EXERCISE SET
[a] Reproduce verbatim the stretch of the transcript on defamiliarization from "[00:11:39] Alistair: Well, I" through "of the stone.".
[b] Resume the transcript on defamiliarization and write what follows its final sentence.

It would take these regular common, normal parts of our societies and our lives, and the reader might take them so for granted that they hardly see them, they couldn’t see them. They would just be like, “Oh yes, that’s a car.” It would reveal them to us like it was the first time we’d ever seen them. It would defamiliarize some aspect of the world that had become invisible to us. That’s my pocket definition. We’ll look at an example. What am I missing? If I’m not missing that much, what is exciting to you about this?

[00:11:39] Alistair: Well, I think you do a really great encapsulation of the term. I love that. Unlike me, you’ve read Shklovsky in Russian and are familiar with the intricacies of the translation of technique versus device. I would say what excites me about it is just when I first encountered the concept, the clarity of the concept, I was very immediately drawn into this notion that Shklovsky defines that the purpose of writing is to, as he says, make the stone stony, to impart the stoniness of the stone.

DATA EXTRACT
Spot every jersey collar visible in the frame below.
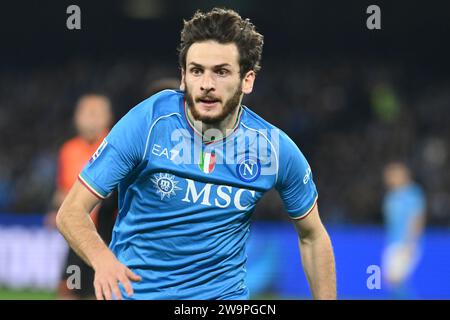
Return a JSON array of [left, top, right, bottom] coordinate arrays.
[[183, 99, 243, 144]]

SOLVED TASKS
[a]
[00:11:39] Alistair: Well, I think you do a really great encapsulation of the term. I love that. Unlike me, you’ve read Shklovsky in Russian and are familiar with the intricacies of the translation of technique versus device. I would say what excites me about it is just when I first encountered the concept, the clarity of the concept, I was very immediately drawn into this notion that Shklovsky defines that the purpose of writing is to, as he says, make the stone stony, to impart the stoniness of the stone.

[b]
It felt like even though he clearly gets more complex about the concept of defamiliarization or estrangement, is a term people sometimes use in place of defamiliarization, I would say the simplicity and the clarity of the concept really struck me in terms of the function of writing. This idea that he’s imparting that, as you said, as humans we tend to become very numb to the world around us and habituated to it. Then our task as writers is simply to refresh readers’ memories and alertness to the stoniness of the stone and the thingness of things to the world around them. Both on a very immediate level but then also, as I think you mentioned in your intro, it has much broader implications in terms of thinking about the politics of the world. Defamiliarization definitely has a social function as well.

I think at first, I was just drawn into the fact that it’s a very precise aesthetic concept, but then Shklovsky gets more complicated as he unwraps the different ways writers can defamiliarize and where it’s a concept that was very, I think, very important to experimental writing in the 20th Century and modernism. I think it also has functions way beyond that. Is that making sense?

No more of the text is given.